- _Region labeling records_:

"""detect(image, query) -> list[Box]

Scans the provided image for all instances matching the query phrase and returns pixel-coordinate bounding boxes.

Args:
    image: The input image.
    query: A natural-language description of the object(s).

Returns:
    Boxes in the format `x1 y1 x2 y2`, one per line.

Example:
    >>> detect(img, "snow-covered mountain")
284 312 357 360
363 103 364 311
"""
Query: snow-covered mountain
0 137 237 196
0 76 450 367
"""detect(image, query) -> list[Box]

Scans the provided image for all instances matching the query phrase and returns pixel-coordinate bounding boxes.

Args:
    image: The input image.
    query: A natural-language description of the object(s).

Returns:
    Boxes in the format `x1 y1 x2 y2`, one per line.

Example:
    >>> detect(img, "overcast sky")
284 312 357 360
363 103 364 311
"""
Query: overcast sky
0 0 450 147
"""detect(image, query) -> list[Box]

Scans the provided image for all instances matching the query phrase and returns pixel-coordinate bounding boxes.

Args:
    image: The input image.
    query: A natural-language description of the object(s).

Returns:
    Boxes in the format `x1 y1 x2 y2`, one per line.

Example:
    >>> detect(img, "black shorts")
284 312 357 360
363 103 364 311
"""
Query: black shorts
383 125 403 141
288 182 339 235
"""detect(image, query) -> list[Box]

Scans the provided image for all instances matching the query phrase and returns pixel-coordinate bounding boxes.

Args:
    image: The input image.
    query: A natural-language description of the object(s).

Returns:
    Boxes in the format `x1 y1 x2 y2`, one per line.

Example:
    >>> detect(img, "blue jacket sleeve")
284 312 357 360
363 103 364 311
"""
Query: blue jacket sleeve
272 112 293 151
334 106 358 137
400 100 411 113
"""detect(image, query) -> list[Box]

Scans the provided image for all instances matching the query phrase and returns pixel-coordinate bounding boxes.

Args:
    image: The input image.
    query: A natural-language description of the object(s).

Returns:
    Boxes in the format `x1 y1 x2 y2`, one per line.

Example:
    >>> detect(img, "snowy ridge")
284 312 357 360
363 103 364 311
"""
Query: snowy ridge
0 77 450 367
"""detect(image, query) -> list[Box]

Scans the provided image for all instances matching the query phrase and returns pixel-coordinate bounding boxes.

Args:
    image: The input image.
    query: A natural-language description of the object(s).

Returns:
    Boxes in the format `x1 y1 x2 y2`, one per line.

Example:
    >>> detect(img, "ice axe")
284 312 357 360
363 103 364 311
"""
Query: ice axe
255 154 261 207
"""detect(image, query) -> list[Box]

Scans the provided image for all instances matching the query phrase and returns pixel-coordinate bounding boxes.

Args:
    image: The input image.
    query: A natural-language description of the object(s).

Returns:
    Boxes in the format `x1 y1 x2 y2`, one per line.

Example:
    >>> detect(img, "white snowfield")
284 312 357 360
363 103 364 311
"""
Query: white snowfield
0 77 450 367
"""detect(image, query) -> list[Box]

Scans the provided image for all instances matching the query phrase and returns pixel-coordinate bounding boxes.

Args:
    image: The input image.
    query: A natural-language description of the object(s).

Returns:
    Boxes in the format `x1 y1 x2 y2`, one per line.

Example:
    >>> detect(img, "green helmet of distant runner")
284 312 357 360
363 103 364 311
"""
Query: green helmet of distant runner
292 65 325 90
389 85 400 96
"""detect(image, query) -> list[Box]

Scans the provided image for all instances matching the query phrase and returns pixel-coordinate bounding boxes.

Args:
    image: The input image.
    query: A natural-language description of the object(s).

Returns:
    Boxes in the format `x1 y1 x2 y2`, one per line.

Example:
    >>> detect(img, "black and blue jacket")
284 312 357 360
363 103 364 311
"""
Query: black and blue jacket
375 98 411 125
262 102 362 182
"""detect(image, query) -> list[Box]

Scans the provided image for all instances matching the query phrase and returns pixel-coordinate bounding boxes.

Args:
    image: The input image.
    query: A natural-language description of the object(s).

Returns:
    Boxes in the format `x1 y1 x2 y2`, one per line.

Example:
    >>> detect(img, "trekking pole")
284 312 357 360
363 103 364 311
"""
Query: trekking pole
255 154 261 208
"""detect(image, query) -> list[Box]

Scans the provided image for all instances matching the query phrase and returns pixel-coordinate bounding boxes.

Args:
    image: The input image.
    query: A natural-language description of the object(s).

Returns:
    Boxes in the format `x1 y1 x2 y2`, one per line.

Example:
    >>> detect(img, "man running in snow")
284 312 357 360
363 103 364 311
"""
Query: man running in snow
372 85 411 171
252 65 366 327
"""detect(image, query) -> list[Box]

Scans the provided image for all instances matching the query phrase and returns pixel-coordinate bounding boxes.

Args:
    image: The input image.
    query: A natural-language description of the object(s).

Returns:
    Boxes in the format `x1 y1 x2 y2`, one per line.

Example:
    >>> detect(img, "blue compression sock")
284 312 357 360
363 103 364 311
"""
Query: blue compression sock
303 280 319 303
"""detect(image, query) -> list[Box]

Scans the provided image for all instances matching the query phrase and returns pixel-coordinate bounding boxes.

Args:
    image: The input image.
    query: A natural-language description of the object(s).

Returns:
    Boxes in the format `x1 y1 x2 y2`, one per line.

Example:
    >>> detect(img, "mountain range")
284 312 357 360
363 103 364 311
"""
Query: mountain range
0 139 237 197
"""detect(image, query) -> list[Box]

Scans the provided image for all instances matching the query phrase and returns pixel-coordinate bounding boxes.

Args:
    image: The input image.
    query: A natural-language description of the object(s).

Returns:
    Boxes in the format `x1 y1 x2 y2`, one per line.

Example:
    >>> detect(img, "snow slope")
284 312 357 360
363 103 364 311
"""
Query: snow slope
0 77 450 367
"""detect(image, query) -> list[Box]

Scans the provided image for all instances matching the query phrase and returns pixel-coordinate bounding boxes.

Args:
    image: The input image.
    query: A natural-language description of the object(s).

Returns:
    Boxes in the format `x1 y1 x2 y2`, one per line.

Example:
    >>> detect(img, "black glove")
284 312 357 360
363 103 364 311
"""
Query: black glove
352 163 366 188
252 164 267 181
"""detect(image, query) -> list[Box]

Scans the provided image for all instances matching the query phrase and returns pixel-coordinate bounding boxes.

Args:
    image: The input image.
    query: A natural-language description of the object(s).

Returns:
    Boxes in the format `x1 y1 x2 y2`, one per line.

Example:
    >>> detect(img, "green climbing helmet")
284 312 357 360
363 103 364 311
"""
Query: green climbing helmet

- _What you will do_: Write the material out again word for word.

- _Written answer_:
"""detect(image, query) -> list[Box]

Scans the provided image for all instances matching the query phrase and returns pixel-coordinate bounding boxes.

Args:
    image: The input image.
    query: A natural-language description of the object(s).

Returns:
    Boxes in the format `x1 y1 x2 y2`, one per line.

Example:
    >>> detect(img, "snow-covered mountain")
284 312 357 360
363 103 364 311
"""
Query: snow-covered mountain
0 137 237 196
0 76 450 367
"""detect(image, query) -> list[Box]

Scans the provided image for all instances matching the query phrase and returns pixel-coordinate bounding boxes.

Args:
    image: The input image.
    query: A natural-language description of the object(s).

Returns:
    Boxes in the format `x1 y1 x2 y2`, one per line.

Example:
    >>> detect(img, "overcast sky")
284 312 357 360
363 103 364 311
"""
Query: overcast sky
0 0 450 147
"""detect(image, query) -> list[Box]

Scans the provided image for all instances matching the query phrase and returns pixel-coordinate bounding boxes.

Args:
    image: The input image.
    query: A natural-language description of the object(s).

Returns:
    Boxes in the format `x1 y1 x2 y2`, one per line.

Example:
    >>> detect(img, "black shorts")
284 312 357 360
363 103 364 311
"""
Query: black shorts
383 125 403 141
288 182 339 235
"""detect(image, query) -> list[Box]

Scans the provided image for all instances matching the query phrase and returns pixel-coordinate bounding boxes.

Args:
    image: The input image.
    query: A natural-language description of the object(s).

Returns:
    Boxes in the format `x1 y1 x2 y2`, one per line.

Example:
    >>> detect(img, "blue jacket sleeve")
284 312 357 360
363 103 364 311
"""
Query: blue jacket sleeve
272 112 293 151
334 106 358 137
400 100 411 113
"""detect(image, query) -> list[Box]

Scans the provided image for all instances matching the query phrase and returns pixel-coordinate bounding boxes.

Args:
    image: The input image.
    query: A natural-language description of the object(s).

Returns:
    Boxes in the format `x1 y1 x2 y2`, one per line.

Example:
    >>> detect(img, "snowy ridge")
284 312 357 360
363 103 364 311
"""
Query: snowy ridge
0 77 450 367
"""detect(image, query) -> list[Box]

Scans the provided image for all instances matching the query phrase and returns pixel-coordinate bounding boxes.

Args:
    image: The input image.
    query: A natural-language description of the object(s).

Returns:
    Boxes in the format `x1 y1 x2 y2`, one per line.

Example:
    >>> detect(img, "ice axe")
284 312 357 360
363 103 364 311
"""
Query: ice axe
255 154 261 207
"""detect(image, query) -> list[Box]

Scans the provided image for all instances matching the query phrase and returns pixel-coordinate bounding boxes.

Args:
    image: The input image.
    query: A natural-language description of the object(s).

Returns:
    Boxes in the format `x1 y1 x2 y2`, one per line.

Example:
    >>> detect(img, "white snowfield")
284 312 357 360
363 103 364 311
"""
Query: white snowfield
0 77 450 367
"""detect(image, query) -> list[Box]

Scans the provided image for all instances matching the query phrase and returns pixel-coordinate bounding boxes.

Args:
    image: The input image.
    query: A natural-language description of the object(s).

Returns:
    Boxes in the format `x1 y1 x2 y2`, one per line.

Example:
    >>> detect(img, "green helmet of distant runner")
284 312 357 360
363 103 364 311
"""
Query: green helmet of distant runner
292 65 325 90
389 85 400 96
"""detect(image, query) -> list[Box]

Scans the provided image for all instances matching the query phrase and returns pixel-coordinate bounding boxes.

Args:
    image: The input image.
    query: A natural-language description of the object(s).

Returns:
    Boxes in the format `x1 y1 x2 y2`, one per line.

Example:
    >>> detect(img, "black and blue jacket")
284 312 357 360
363 103 364 311
"""
Query: black and blue jacket
375 98 411 125
262 102 362 182
"""detect(image, query) -> list[Box]

Scans the provided image for all instances matching the query phrase and returns pixel-coordinate bounding boxes.

Args:
    image: The input image.
    query: A natural-language description of the object(s).

Returns:
    Boxes in the format `x1 y1 x2 y2`, one per line.

Example:
    >>> detect(img, "trekking pole")
284 312 357 360
363 103 364 311
"""
Query: trekking pole
255 154 261 208
"""detect(image, query) -> list[Box]

Scans the provided image for all instances matching the query phrase and returns pixel-coordinate bounding boxes.

Args:
    image: The input image.
    query: A natural-language description of the object(s).

Returns:
    Boxes in the format `x1 y1 x2 y2`, one per line.

Example:
    >>> detect(img, "man running in snow")
284 312 357 360
363 103 364 311
"""
Query: man running in snow
372 85 411 171
252 65 366 327
"""detect(image, query) -> list[Box]

Scans the provided image for all instances matching the query phrase and returns pixel-coordinate bounding boxes.

Args:
    image: The input image.
    query: A natural-language description of the object(s).

Returns:
    Boxes in the format `x1 y1 x2 y2`, one per line.

Example:
    >>> detect(img, "blue compression sock")
284 312 357 360
363 103 364 311
"""
Query: blue compression sock
303 280 319 303
"""detect(image, query) -> list[Box]

Scans the provided image for all instances matching the query phrase and returns pixel-coordinate bounding boxes.

Args:
    image: The input image.
    query: A natural-language description of the object(s).

Returns:
    Boxes in the format `x1 y1 x2 y2`, one per line.

Example:
    >>> detect(img, "mountain range")
284 312 357 360
363 103 364 311
"""
Query: mountain range
0 139 237 197
"""detect(image, query) -> list[Box]

Scans the provided image for all instances matching the query phrase and returns pixel-coordinate bounding boxes.

Args:
    image: The input image.
    query: A natural-language description of the object(s).

Returns:
    Boxes in the format `x1 y1 x2 y2`, one per line.

Example:
    >>> detect(img, "snow slope")
284 312 357 360
363 103 364 311
"""
Query: snow slope
0 77 450 367
"""detect(image, query) -> list[Box]

Scans the provided image for all instances matching the query phrase and returns pixel-coordinate bounding boxes.

Args:
    image: The input image.
    query: A natural-language description of the object(s).

Returns:
    Boxes in the format `x1 y1 x2 y2`, one per line.

Example:
    >>> detect(img, "black glove")
284 312 357 360
363 103 364 311
"""
Query: black glove
352 163 366 188
252 164 267 181
"""detect(image, query) -> list[Box]

Scans the provided image for all instances matching the query phrase and returns pixel-coordinate bounding boxes.

Args:
    image: The input image.
    query: A natural-language description of the object(s).

Returns:
    Boxes in the format `x1 y1 x2 y2`, one per line.

Example:
    >>> detect(img, "green climbing helmet")
284 312 357 360
363 103 364 311
"""
Query: green climbing helmet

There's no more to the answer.